** start of The data **

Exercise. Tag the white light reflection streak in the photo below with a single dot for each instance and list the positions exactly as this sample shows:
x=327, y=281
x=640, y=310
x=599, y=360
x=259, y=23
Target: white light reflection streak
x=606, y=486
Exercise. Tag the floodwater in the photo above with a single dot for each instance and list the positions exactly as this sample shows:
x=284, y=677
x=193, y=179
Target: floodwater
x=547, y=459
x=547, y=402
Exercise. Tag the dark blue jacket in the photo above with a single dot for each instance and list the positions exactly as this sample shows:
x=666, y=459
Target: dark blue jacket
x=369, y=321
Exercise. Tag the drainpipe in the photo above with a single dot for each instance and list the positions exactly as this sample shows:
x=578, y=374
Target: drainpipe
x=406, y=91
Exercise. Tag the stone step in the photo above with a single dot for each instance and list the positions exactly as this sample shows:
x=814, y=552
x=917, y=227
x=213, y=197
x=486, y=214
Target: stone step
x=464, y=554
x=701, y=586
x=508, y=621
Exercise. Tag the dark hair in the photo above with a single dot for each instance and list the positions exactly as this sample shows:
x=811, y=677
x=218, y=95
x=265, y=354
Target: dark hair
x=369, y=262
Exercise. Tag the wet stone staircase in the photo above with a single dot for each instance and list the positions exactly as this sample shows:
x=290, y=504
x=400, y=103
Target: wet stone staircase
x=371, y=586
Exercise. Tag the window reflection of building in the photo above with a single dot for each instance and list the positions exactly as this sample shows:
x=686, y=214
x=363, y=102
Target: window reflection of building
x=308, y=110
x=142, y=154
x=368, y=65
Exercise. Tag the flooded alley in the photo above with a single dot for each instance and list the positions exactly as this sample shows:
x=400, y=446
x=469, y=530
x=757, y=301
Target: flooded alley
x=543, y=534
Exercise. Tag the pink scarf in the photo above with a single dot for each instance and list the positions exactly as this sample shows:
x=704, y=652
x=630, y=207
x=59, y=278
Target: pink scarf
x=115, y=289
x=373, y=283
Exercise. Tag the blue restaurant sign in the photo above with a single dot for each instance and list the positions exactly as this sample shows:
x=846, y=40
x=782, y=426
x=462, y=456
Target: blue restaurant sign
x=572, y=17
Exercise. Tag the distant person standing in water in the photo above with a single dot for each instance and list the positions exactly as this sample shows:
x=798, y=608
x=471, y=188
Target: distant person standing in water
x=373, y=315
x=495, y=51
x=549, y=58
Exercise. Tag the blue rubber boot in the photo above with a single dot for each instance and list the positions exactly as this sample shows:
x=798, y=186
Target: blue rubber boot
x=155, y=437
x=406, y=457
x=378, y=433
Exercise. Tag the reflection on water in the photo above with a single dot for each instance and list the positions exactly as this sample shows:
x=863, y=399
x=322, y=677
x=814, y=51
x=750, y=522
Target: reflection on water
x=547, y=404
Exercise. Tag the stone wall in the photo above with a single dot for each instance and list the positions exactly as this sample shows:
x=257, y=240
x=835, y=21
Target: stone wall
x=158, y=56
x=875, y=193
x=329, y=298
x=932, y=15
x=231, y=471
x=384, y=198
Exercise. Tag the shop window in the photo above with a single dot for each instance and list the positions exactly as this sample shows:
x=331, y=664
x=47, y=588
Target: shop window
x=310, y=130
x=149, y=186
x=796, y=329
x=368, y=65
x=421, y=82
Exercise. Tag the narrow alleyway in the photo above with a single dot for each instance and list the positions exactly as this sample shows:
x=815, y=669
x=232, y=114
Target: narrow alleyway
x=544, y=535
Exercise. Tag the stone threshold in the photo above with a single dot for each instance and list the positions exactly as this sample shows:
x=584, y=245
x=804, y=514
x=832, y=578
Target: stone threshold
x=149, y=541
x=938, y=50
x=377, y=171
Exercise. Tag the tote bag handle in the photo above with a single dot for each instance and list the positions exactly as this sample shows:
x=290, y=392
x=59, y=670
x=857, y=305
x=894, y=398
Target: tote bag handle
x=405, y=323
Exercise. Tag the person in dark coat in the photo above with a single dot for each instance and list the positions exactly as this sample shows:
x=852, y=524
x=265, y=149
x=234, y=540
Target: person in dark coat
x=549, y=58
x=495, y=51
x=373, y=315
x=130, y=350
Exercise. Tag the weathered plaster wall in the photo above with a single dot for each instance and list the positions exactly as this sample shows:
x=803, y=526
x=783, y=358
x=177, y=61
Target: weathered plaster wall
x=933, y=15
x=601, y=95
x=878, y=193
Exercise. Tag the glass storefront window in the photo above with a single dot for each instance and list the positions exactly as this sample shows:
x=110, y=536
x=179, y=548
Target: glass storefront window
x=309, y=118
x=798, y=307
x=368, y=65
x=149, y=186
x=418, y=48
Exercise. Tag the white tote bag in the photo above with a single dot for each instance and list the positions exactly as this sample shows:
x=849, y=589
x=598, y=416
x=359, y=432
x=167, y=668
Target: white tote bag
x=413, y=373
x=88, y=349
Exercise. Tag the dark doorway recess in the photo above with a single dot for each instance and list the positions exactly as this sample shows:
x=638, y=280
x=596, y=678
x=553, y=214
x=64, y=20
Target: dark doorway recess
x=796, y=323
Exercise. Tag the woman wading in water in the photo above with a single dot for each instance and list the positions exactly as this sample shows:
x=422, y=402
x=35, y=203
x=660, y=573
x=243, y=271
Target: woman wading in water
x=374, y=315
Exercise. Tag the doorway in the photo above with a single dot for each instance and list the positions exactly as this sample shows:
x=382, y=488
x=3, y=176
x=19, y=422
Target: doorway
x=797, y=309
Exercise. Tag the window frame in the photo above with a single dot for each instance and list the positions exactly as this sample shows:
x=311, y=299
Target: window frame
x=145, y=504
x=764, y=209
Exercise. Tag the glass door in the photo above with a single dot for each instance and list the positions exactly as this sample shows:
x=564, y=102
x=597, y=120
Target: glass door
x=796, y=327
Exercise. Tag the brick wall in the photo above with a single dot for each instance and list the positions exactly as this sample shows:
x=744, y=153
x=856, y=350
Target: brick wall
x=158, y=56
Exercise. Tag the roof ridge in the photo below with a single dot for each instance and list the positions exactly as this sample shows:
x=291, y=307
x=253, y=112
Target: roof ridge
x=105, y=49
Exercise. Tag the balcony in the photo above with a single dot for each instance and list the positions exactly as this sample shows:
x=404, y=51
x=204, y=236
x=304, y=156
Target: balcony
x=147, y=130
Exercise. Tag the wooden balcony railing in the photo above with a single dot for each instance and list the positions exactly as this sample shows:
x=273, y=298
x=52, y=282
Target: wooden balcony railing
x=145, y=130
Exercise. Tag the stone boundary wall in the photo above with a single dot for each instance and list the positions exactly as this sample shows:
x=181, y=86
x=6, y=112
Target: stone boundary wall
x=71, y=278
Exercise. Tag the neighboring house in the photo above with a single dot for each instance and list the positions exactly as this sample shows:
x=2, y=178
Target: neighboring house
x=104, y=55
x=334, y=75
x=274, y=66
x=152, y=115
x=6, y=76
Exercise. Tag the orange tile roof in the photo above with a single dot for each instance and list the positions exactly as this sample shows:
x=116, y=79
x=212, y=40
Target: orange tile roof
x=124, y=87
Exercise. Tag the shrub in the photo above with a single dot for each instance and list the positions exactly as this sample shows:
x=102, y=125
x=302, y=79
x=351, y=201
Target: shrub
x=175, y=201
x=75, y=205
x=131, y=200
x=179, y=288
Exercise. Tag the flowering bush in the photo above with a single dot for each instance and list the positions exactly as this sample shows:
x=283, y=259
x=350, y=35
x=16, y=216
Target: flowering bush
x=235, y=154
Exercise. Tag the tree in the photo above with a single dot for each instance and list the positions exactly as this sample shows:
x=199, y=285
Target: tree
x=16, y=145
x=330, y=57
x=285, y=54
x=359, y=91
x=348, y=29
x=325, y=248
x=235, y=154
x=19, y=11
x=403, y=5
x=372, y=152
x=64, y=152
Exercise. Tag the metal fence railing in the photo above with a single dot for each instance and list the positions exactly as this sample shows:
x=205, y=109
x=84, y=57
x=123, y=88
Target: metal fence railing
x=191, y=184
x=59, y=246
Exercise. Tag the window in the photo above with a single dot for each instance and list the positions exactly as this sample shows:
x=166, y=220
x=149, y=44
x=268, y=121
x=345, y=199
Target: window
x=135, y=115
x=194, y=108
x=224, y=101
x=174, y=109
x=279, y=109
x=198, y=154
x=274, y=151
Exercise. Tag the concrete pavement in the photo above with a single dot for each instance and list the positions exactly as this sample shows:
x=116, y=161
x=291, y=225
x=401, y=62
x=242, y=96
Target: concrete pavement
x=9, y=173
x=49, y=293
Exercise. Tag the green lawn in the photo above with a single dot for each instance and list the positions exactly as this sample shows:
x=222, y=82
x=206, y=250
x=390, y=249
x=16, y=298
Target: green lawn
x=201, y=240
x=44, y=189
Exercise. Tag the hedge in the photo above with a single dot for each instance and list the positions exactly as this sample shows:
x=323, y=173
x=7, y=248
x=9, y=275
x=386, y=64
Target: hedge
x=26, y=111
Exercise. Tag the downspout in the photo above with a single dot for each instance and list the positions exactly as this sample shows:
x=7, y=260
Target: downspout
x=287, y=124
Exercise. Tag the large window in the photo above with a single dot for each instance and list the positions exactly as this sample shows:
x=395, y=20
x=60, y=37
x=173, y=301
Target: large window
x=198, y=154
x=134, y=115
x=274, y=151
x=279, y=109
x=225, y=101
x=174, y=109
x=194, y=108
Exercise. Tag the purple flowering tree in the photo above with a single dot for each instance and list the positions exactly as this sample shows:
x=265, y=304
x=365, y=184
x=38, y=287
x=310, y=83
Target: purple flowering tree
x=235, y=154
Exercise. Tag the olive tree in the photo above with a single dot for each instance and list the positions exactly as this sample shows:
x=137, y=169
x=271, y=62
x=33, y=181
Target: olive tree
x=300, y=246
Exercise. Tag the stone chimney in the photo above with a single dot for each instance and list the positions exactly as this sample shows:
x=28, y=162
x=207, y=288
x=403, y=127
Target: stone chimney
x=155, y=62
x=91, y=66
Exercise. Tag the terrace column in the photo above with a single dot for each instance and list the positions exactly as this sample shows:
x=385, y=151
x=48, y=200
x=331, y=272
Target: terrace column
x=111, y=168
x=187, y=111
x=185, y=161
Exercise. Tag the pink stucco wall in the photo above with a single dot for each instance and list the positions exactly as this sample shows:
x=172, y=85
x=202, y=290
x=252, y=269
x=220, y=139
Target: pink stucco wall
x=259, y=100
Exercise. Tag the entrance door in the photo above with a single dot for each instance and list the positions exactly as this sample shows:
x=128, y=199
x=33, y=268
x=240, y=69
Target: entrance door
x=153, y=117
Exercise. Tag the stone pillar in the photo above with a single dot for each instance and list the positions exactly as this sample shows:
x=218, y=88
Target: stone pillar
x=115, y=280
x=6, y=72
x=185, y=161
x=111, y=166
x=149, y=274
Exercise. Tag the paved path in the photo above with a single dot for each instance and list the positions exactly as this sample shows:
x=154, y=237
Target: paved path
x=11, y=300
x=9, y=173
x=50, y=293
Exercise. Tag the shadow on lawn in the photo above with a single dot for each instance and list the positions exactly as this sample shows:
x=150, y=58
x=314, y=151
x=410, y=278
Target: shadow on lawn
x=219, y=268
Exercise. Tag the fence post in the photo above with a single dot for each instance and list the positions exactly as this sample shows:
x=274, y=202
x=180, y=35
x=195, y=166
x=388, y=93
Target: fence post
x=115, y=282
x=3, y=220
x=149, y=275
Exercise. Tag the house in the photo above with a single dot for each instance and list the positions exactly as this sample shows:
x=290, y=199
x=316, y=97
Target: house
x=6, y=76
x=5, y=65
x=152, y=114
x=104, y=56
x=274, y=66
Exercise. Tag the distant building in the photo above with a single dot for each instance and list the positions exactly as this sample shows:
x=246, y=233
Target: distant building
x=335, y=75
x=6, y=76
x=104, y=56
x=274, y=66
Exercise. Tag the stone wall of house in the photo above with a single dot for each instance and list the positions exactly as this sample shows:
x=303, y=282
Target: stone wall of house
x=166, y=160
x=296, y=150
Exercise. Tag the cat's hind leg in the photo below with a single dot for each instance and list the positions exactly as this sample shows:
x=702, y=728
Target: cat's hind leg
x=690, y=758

** end of The data **

» **Required work**
Please rewrite the records from the line containing "Exercise. Tag the pink scarf" through the line containing "x=572, y=17", inclusive, replacing "pink scarf" with "red scarf" and leaving everything else unchanged. Return only those lines.

» **Output below**
Exercise. Tag the red scarf in the photo above with a single dot for each instance and list the positions exactly as this sample shows:
x=704, y=652
x=630, y=207
x=59, y=278
Target: red scarf
x=115, y=289
x=373, y=283
Exercise. Tag the blue restaurant sign in the photo above with a single dot for each instance and list the positions exactly as this sample shows:
x=846, y=40
x=782, y=426
x=462, y=456
Target: blue restaurant sign
x=572, y=17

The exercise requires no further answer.